Task details: Gather every line of the records below in which the word "sign" appears.

Begin Data lines

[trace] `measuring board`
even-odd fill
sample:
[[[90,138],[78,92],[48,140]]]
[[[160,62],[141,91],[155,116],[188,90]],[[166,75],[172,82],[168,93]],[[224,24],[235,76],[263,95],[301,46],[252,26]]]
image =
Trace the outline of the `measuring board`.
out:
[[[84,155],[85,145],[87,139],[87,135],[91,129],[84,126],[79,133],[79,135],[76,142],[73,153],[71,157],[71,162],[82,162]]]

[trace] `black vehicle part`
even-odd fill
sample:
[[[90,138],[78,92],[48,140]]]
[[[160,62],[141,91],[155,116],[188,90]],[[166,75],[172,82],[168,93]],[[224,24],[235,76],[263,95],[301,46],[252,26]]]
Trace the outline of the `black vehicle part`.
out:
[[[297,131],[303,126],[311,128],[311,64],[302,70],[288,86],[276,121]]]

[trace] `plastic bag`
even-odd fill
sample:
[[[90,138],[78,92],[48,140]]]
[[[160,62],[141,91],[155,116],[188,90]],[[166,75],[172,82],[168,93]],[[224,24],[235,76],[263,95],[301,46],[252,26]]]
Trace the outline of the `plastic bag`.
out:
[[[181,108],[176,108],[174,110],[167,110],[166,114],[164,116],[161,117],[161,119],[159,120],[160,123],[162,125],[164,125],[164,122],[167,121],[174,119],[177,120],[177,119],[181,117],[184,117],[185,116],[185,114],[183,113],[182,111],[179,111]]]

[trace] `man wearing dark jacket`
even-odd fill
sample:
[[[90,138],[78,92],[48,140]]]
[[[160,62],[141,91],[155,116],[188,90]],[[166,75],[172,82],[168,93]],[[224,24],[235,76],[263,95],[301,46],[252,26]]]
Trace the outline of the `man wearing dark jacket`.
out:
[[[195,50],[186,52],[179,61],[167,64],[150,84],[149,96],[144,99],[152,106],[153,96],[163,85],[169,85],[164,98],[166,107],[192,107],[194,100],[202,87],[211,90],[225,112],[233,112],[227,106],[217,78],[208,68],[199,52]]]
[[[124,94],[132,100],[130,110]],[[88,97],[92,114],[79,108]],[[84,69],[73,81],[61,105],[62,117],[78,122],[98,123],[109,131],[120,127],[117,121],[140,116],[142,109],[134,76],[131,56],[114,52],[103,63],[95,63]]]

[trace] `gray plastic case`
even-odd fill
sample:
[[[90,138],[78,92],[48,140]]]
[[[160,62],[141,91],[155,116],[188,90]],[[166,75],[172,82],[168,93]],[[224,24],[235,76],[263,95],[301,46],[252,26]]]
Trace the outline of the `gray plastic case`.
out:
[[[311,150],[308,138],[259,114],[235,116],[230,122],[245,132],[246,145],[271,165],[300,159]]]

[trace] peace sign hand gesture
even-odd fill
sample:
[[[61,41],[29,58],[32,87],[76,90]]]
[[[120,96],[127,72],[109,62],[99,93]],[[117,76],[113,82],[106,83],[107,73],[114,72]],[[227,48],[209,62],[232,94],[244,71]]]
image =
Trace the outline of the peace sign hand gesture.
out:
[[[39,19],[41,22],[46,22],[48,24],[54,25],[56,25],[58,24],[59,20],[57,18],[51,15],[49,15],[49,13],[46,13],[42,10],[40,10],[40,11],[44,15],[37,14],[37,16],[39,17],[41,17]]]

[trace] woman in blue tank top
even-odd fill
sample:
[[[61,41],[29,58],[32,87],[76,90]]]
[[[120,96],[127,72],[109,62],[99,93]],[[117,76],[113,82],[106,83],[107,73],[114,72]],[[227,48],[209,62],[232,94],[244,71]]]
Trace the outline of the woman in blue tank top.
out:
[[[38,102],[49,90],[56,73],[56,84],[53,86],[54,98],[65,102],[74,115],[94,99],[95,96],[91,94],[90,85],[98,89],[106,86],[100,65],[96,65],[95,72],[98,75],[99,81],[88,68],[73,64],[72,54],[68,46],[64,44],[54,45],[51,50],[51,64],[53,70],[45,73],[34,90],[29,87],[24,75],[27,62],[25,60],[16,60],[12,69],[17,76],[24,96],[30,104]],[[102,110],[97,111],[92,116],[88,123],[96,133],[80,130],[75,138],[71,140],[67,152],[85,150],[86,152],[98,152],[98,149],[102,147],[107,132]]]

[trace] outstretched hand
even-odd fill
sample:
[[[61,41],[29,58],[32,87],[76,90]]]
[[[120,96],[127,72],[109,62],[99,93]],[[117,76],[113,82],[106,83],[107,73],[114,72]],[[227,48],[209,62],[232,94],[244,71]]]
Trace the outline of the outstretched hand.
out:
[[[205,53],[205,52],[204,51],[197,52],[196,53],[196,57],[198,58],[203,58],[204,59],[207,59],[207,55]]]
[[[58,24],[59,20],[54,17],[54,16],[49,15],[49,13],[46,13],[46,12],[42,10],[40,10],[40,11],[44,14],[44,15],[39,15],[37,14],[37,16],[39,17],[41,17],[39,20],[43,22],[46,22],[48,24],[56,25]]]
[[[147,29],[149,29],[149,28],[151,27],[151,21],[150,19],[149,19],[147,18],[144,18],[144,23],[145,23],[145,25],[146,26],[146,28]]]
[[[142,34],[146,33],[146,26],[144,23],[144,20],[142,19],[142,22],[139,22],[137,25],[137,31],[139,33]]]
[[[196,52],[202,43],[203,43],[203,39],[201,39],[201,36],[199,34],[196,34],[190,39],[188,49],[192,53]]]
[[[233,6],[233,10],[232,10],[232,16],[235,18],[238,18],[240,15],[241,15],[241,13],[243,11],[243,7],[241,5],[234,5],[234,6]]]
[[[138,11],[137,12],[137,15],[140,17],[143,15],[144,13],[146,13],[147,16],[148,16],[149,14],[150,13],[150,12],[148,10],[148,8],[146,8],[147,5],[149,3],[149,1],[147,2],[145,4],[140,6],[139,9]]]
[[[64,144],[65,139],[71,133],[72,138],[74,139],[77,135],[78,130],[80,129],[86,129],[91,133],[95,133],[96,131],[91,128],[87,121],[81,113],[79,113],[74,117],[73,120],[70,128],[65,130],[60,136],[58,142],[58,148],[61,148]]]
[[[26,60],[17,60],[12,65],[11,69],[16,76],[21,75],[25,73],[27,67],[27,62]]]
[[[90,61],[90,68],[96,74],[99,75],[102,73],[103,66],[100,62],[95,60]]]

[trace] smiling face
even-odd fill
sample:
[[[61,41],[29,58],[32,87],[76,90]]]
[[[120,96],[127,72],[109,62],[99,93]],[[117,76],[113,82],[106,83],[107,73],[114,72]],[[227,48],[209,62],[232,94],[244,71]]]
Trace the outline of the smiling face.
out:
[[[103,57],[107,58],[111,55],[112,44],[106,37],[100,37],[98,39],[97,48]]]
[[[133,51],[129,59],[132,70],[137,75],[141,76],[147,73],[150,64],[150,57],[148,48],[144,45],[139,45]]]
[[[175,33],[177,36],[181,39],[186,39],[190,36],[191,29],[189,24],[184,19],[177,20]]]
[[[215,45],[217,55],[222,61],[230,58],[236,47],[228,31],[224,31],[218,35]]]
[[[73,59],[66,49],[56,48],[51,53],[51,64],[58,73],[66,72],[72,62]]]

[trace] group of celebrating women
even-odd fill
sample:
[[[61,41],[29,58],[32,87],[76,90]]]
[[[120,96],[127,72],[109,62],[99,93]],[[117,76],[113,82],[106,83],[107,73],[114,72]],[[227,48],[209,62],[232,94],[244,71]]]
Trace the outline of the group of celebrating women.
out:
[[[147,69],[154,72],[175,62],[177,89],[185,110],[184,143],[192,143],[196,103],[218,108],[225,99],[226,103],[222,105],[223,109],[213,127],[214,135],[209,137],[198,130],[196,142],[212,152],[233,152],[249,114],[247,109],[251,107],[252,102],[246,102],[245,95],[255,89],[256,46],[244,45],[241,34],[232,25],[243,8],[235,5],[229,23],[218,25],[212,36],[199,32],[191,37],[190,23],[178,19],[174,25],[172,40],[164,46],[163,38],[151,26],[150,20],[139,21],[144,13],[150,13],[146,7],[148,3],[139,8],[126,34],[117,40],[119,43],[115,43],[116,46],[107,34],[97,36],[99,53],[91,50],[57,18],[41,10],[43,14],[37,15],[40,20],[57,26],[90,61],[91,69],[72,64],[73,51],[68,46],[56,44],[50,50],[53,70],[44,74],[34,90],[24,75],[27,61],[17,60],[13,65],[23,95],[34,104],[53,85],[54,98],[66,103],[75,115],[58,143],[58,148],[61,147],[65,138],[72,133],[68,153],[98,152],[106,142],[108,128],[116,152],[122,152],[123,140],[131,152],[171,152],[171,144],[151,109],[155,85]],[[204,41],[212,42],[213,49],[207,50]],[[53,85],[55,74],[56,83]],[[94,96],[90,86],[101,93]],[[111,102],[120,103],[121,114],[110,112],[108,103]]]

End Data lines

Final answer:
[trace] peace sign hand gesture
Trace the outline of the peace sign hand gesture.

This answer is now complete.